**PROBLEM SET**:
[A] In the novel review, change "regret" to "misgiving" and give the passage between "How do you express" and "surrounding your mistake?", inclusive.
[B] Translate this sentence from the novel review into Spanish: "That in itself wasn’t the error, though the May-December romance did scandalize the suburban London tennis club where they met."

**GIVEN TEXT**:
- Opening Delimiter -

‘The Only Story’ review: New Julian Barnes novel a heartbreaking tale of love and regret
THE ONLY STORY, by Julian Barnes. Alfred A. Knopf, 253 pp., $25.95.
How do you express a regret? Do you put your heart on your sleeve and confess it? Do you play lawyer and coolly assess it from a distance? Or do you try to bargain and rationalize, pointing to all the extenuating circumstances surrounding your mistake?
For Paul, the narrator of Julian Barnes’ heartbreaking 13th novel, “The Only Story,” the answer is “all of the above” and more: He writes as if in a hall of mirrors to make sense of his young, callow self. When he was 19 — five decades earlier — he fell for Susan, a 48-year-old woman in a loveless marriage. That in itself wasn’t the error, though the May-December romance did scandalize the suburban London tennis club where they met. Nor can you entirely fault him for wanting to detach from his dowdy parents when he decided to move to the city with her. “It was a matter of some pride to me that I seemed to have landed on exactly the relationship of which my parents would most disapprove,” he explains.

- Closing Delimiter -

**GIVEN MATERIAL**:
- Opening Delimiter -

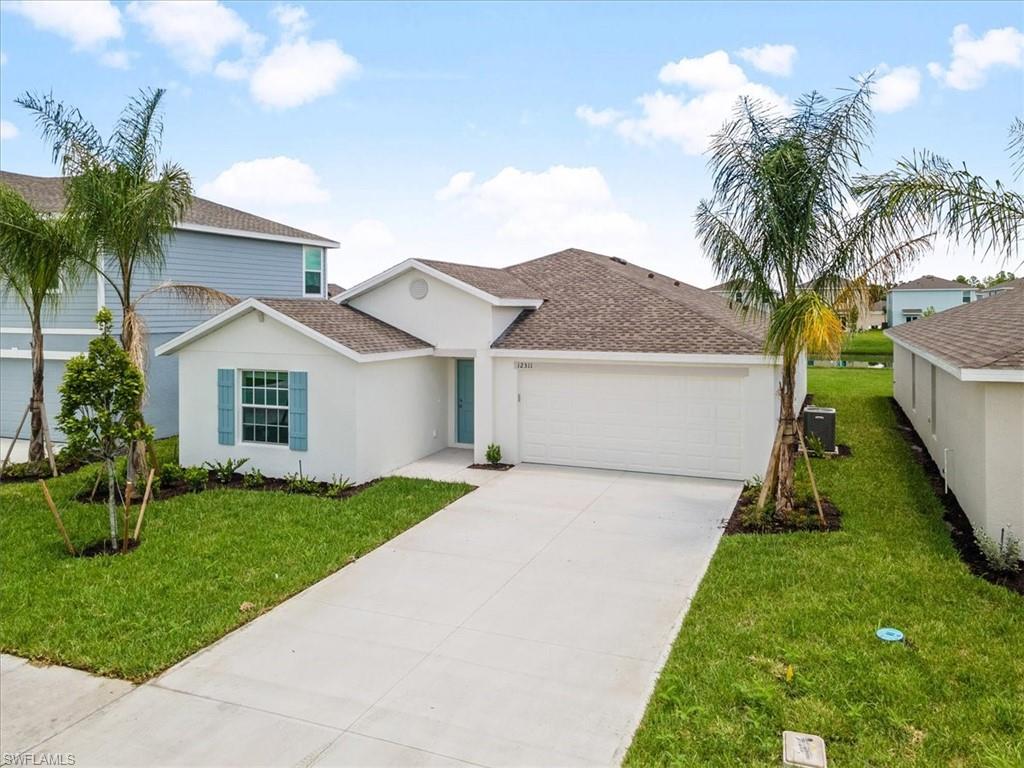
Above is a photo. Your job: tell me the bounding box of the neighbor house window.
[302,246,324,296]
[242,371,288,445]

- Closing Delimiter -

**TASK SOLUTIONS**:
[A]
How do you express a misgiving? Do you put your heart on your sleeve and confess it? Do you play lawyer and coolly assess it from a distance? Or do you try to bargain and rationalize, pointing to all the extenuating circumstances surrounding your mistake?

[B] Eso en sí no fue el error, aunque el romance con tanta diferencia de edad sí escandalizó al club de tenis de las afueras de Londres donde se conocieron.